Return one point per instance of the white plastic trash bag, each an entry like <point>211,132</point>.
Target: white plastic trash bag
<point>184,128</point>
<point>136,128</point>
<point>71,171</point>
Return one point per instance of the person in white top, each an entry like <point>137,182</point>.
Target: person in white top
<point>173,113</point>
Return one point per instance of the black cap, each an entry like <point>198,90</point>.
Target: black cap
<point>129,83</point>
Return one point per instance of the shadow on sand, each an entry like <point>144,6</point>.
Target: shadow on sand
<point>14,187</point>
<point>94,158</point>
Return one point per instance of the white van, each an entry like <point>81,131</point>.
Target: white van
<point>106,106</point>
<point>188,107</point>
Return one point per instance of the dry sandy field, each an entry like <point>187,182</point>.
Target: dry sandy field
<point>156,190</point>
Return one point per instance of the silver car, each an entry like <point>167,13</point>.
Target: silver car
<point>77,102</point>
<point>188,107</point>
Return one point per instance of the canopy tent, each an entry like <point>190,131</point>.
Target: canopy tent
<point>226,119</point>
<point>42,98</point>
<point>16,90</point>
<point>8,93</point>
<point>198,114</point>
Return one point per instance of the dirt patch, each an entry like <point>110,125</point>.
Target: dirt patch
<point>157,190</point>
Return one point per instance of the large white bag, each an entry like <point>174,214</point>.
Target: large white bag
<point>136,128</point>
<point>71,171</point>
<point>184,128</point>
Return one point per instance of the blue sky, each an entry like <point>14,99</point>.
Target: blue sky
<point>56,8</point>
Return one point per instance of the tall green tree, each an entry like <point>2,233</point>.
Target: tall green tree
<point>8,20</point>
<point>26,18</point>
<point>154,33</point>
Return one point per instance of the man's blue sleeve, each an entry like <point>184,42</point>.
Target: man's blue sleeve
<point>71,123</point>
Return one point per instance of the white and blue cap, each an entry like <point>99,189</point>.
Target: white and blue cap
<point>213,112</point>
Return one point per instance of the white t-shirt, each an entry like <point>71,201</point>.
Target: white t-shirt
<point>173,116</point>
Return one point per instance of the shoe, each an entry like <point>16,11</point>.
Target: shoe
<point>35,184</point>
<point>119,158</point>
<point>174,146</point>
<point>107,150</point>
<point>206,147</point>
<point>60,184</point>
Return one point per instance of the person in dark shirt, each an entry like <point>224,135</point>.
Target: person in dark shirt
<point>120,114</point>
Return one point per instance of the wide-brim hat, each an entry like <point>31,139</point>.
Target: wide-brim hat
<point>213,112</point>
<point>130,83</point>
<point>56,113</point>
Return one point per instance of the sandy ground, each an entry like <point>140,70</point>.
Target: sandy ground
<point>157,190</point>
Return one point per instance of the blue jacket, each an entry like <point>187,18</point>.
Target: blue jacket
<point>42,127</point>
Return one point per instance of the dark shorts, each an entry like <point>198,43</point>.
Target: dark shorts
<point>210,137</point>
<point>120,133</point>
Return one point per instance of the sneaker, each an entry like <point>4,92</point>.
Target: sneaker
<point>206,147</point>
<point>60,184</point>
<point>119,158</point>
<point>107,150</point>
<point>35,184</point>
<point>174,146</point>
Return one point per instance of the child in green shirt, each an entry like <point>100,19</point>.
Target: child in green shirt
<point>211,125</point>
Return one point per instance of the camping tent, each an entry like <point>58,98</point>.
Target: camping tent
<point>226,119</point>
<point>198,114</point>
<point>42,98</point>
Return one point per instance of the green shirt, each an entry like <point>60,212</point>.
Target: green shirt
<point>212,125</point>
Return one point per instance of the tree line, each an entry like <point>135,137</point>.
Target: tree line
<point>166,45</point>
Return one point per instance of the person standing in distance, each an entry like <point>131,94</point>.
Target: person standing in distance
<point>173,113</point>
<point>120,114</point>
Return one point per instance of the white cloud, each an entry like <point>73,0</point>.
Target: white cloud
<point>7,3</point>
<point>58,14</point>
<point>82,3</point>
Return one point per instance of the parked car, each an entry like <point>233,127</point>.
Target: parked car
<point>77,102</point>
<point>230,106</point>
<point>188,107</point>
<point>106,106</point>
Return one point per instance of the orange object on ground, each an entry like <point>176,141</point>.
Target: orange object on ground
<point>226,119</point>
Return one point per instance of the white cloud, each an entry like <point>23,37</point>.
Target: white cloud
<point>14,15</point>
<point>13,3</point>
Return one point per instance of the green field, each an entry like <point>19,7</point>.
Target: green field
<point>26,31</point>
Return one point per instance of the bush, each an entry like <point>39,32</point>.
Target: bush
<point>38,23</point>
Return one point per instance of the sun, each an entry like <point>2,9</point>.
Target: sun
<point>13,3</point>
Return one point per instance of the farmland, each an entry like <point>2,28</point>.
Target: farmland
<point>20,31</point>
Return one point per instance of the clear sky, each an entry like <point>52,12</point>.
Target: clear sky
+===+
▸ **ЧТО СДЕЛАТЬ**:
Можете переименовать «Target» в «Label» во всех пунктах выше, приведя их заново и больше ничего не меняя?

▸ **ВАШ ОТВЕТ**:
Return one point per instance of the white plastic trash bag, each an entry like <point>211,132</point>.
Label: white plastic trash bag
<point>184,128</point>
<point>136,128</point>
<point>71,171</point>
Return one point per instance of the person in white top, each an entry like <point>137,182</point>.
Label: person in white top
<point>173,113</point>
Return one point per instance of the black cap, each an entry like <point>198,90</point>.
Label: black cap
<point>129,83</point>
Return one point per instance of the shadow on sand, each an entry like <point>144,6</point>.
Label: shadow on sand
<point>14,187</point>
<point>94,158</point>
Return one point per instance of the white van, each an entry like <point>81,131</point>.
Label: white van
<point>106,106</point>
<point>188,107</point>
Return one point per instance of the dry sandy field, each an entry like <point>187,182</point>.
Label: dry sandy field
<point>156,190</point>
Return one point per instance of the silver car, each an entry like <point>167,13</point>.
Label: silver car
<point>77,102</point>
<point>188,107</point>
Return one point per instance of the canopy tent, each an entry like <point>190,131</point>.
Label: canopy tent
<point>226,119</point>
<point>42,98</point>
<point>16,90</point>
<point>8,93</point>
<point>198,114</point>
Return one point per instance of the dirt patch, each an entry like <point>110,125</point>.
Label: dirt patch
<point>157,190</point>
Return one point per instance of the large white bag, each an entry like <point>174,214</point>.
Label: large white bag
<point>136,128</point>
<point>71,171</point>
<point>184,128</point>
Return one point per instance of the blue sky, each an entry like <point>14,99</point>.
Label: blue sky
<point>56,8</point>
Return one point per instance of the tall green tree, each an entry like <point>2,233</point>.
Label: tall green tree
<point>8,20</point>
<point>26,18</point>
<point>154,33</point>
Return one point per instance of the man's blue sleeve, each an entry like <point>184,42</point>.
Label: man's blue sleeve
<point>71,123</point>
Return one point per instance of the white and blue cap, each an entry like <point>99,189</point>.
Label: white and blue cap
<point>213,112</point>
Return one point per instance of the white t-shirt, each an entry like <point>71,201</point>.
Label: white t-shirt
<point>173,116</point>
Return one point per instance of the shoe, each an entry like <point>16,11</point>.
Label: shoe
<point>35,184</point>
<point>119,158</point>
<point>174,146</point>
<point>107,150</point>
<point>206,147</point>
<point>60,184</point>
Return one point per instance of the person in dark shirt, each an entry like <point>224,135</point>.
Label: person in dark shirt
<point>120,114</point>
Return one point per instance of the wide-brim hat, each an entry like <point>31,139</point>.
Label: wide-brim hat
<point>213,112</point>
<point>130,83</point>
<point>56,113</point>
Return one point per instance of the sandy ground, each an entry like <point>140,70</point>.
Label: sandy ground
<point>157,190</point>
Return one point per instance of the blue jacket, each an entry like <point>187,18</point>.
Label: blue jacket
<point>42,127</point>
Return one point per instance of the dark shorts, each an entry like <point>198,43</point>.
Label: dark shorts
<point>210,137</point>
<point>120,133</point>
Return one point per instance of the sneaker, each an entry like <point>4,92</point>.
Label: sneaker
<point>206,147</point>
<point>60,184</point>
<point>119,158</point>
<point>107,150</point>
<point>35,184</point>
<point>174,146</point>
Return one point per instance of the child in green shirt, each an entry like <point>100,19</point>.
Label: child in green shirt
<point>211,125</point>
Return one point per instance of the camping tent, each an entry like <point>58,98</point>.
Label: camping tent
<point>226,119</point>
<point>198,114</point>
<point>42,98</point>
Return one point per instance of the green shirt, each an entry like <point>60,212</point>.
Label: green shirt
<point>212,125</point>
Return one point per instance of the tree line, each an entry like <point>135,137</point>.
Label: tree line
<point>166,45</point>
Return one point per instance of the person standing in distance, each an entry like <point>131,94</point>.
Label: person standing in distance
<point>173,113</point>
<point>120,114</point>
Return one point per instance of the white cloud, each an entry like <point>73,0</point>.
Label: white cloud
<point>7,3</point>
<point>58,14</point>
<point>82,3</point>
Return one point per instance of the parked car, each an entry like <point>233,127</point>.
Label: parked car
<point>77,102</point>
<point>230,106</point>
<point>188,107</point>
<point>106,106</point>
Return one point per instance of the orange object on ground, each an entry like <point>176,141</point>.
Label: orange object on ground
<point>226,119</point>
Return one point per instance of the white cloud, each an entry like <point>23,37</point>.
Label: white cloud
<point>14,15</point>
<point>13,3</point>
Return one point per instance of the green field, each an entry like <point>19,7</point>.
Label: green field
<point>26,31</point>
Return one point per instance of the bush, each an entry like <point>39,32</point>.
Label: bush
<point>38,23</point>
Return one point per instance of the sun, each an entry like <point>2,9</point>.
Label: sun
<point>13,3</point>
Return one point per instance of the farmland, each an entry like <point>2,28</point>.
Label: farmland
<point>20,31</point>
Return one point per instance of the clear sky, each an entry like <point>52,12</point>.
Label: clear sky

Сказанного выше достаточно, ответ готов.